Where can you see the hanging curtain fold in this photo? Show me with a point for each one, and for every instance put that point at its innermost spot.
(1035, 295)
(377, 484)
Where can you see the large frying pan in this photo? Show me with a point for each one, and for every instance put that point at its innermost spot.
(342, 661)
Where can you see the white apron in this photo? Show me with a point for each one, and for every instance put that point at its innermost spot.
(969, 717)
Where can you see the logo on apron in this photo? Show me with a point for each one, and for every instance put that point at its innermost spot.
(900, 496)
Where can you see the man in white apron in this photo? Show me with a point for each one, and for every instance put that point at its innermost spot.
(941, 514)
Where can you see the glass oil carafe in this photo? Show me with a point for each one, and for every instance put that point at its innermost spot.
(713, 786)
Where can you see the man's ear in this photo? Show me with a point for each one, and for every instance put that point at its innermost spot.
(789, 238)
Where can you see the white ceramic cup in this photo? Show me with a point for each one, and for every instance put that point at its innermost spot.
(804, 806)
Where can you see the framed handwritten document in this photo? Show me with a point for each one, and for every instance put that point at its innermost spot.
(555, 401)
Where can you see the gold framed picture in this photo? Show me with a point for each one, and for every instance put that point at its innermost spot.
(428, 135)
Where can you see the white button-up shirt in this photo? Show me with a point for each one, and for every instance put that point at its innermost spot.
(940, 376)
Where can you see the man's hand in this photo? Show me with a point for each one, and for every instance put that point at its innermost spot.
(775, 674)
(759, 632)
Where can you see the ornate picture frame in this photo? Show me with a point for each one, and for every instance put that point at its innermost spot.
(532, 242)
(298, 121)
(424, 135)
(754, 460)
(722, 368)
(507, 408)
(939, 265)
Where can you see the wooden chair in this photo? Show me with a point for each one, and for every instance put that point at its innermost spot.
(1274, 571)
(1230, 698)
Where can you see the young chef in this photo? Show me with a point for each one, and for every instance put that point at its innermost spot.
☆ ☆ ☆ ☆ ☆
(Exercise instructions): Reproduce the listing above in full, word for word.

(Written reply):
Where can you see the hanging curtain fold in this photo? Show me with a point for each one, and for every instance put that point at its innermost spot.
(1035, 295)
(377, 484)
Where can you see the large frying pan in this photo? Show me with a point for each one, and for every instance put that point at its innermost spot.
(342, 661)
Where can you see the white apron in this photo? Show me with a point for each one, and for every instance put that point at its innermost spot.
(969, 717)
Where can you see the logo on apron in this photo? Show me with a point for each one, and for every instance put that point at its innermost spot.
(900, 496)
Where can you see the man in white apron in this photo? Show me with a point for each one, and for every instance put that point at its innermost spot.
(941, 514)
Where can you see the glass oil carafe in this photo? Show me with a point for each one, and for every instance put that point at its innermost spot.
(713, 786)
Where can you see the man's ear in this photo? Show me with a point for each one, and for every instance put that point at its innermost spot.
(789, 238)
Where can you see the white ceramic cup in this photo? Show me with a point for each one, and for every instance put that point at its innermost spot.
(804, 806)
Where can you see the framed handwritten document in this photo? Show me with a point for each one, and for every instance put that point at its innermost spot.
(555, 401)
Where can you see the gold framed picture in this photo? Show me with a point for each one, and for every instance put that point at its innermost spot.
(428, 135)
Where can you see the white button-up shirt in this photo? Show me with a point for each one, and for every instance put that point at its innermost spot.
(940, 376)
Where can you see the man's hand in this photo? Show me with a point for each one, and for every instance put that point at its innermost spot.
(775, 674)
(759, 632)
Where can you see the ornate picture frame in this photo? Show me with a point for each one, and for every instance put that point at its innermost spot.
(532, 242)
(298, 121)
(424, 135)
(754, 460)
(722, 368)
(507, 408)
(939, 265)
Where can you see the wooden chair in this photo? Show me with a point for each one, and for every instance put that point at its innermost spot.
(1274, 571)
(1230, 698)
Where can you see the young chef in this photo? Show me with a point for each one, and for every instance put that point at its innermost spot.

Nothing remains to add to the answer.